● Task directions:
Locate each line in the entries below that contains the string "edges", matching case exactly, and copy those lines in full.

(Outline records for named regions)
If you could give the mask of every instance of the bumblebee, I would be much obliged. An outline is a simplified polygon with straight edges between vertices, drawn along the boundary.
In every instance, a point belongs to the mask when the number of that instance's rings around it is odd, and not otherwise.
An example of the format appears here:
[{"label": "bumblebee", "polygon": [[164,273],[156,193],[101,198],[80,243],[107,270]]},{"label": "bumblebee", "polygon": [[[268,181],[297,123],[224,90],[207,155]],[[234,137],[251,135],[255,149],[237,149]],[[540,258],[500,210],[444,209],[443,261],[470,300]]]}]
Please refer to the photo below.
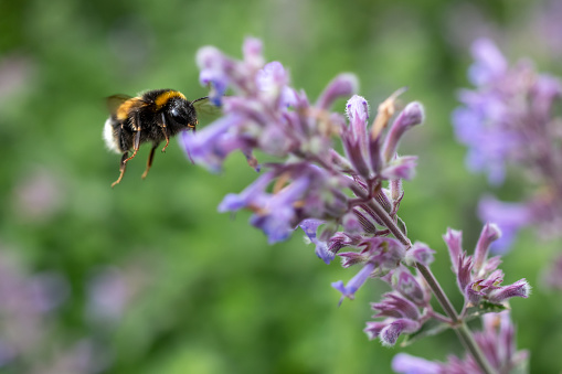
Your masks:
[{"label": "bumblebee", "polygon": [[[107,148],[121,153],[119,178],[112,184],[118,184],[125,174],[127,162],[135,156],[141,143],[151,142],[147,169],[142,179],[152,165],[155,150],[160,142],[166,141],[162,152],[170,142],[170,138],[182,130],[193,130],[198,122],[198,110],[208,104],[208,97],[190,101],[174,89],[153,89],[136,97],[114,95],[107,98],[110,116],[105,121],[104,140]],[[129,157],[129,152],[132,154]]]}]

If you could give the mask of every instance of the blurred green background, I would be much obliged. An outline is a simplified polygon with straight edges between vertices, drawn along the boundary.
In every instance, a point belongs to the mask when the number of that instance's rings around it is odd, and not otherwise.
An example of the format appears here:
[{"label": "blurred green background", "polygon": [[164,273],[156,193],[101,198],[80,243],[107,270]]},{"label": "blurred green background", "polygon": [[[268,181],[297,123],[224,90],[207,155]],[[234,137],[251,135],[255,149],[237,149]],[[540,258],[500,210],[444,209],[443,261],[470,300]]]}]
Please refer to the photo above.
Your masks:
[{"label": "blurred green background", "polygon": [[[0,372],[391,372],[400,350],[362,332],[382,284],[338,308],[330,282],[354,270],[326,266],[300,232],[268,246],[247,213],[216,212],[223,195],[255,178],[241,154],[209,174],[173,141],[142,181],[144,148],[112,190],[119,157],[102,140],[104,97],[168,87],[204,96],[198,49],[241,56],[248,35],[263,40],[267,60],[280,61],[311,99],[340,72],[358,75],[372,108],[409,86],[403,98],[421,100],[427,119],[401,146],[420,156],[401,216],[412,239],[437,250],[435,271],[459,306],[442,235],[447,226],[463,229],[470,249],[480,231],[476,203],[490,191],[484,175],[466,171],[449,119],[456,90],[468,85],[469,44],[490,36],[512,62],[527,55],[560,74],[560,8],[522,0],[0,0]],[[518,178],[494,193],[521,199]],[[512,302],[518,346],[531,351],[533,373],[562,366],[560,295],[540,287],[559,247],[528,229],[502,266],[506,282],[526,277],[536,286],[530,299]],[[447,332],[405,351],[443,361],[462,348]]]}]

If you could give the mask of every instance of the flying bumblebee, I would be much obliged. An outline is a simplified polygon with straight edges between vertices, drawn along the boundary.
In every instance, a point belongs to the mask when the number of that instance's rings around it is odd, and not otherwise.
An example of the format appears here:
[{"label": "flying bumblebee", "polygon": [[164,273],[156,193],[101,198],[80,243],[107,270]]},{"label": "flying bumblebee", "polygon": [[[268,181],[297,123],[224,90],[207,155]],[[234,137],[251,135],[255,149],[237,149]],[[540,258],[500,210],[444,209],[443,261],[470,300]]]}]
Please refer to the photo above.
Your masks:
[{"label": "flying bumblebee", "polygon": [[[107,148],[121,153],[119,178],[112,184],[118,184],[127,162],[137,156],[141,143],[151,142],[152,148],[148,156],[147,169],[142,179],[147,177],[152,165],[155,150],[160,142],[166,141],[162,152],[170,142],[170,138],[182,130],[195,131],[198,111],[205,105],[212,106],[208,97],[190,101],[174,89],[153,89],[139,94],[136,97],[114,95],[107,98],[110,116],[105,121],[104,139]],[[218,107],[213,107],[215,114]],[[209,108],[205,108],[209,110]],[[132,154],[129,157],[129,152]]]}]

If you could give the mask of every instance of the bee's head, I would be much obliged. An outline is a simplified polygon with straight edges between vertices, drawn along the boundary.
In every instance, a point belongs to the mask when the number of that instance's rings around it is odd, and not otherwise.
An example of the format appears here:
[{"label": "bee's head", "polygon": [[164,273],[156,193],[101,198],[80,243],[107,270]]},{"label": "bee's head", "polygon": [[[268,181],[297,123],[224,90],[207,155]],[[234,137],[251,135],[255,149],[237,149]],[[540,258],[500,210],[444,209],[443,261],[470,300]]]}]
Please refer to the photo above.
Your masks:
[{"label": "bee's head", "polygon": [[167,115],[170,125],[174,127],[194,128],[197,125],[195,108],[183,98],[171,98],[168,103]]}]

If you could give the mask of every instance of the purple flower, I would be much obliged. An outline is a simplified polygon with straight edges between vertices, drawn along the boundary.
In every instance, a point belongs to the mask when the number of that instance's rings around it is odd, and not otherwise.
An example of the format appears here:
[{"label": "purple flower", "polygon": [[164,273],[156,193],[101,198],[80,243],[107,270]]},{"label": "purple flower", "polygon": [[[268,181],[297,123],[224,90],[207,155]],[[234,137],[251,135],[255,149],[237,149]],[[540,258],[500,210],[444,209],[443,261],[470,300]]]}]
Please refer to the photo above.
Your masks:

● Exercise solution:
If you could give the mask of every instance of the bumblebee, I would be much obliged. An outline is a simplified polygon with straight edges between vertices, drawn along the boundary.
If you could give the mask of every instance of the blurred green background, I would be much obliged. An outline is a simplified polygon with straight edges between vertices, drawn along the boundary.
If you could give the mask of every instance of the flying bumblebee, I would be much obliged. An outline is a simplified polygon with straight edges between vertices, drawn along the boundary.
If you could give the mask of every instance of the bee's head, I would be much obliged. An outline is a simplified polygon with straight edges between vertices, drawn along the boundary.
If you could give the mask of every instance of the purple flower, I would be much obliged. An outline is a simplified polygon with straight edges between vertices, drawn along the boundary.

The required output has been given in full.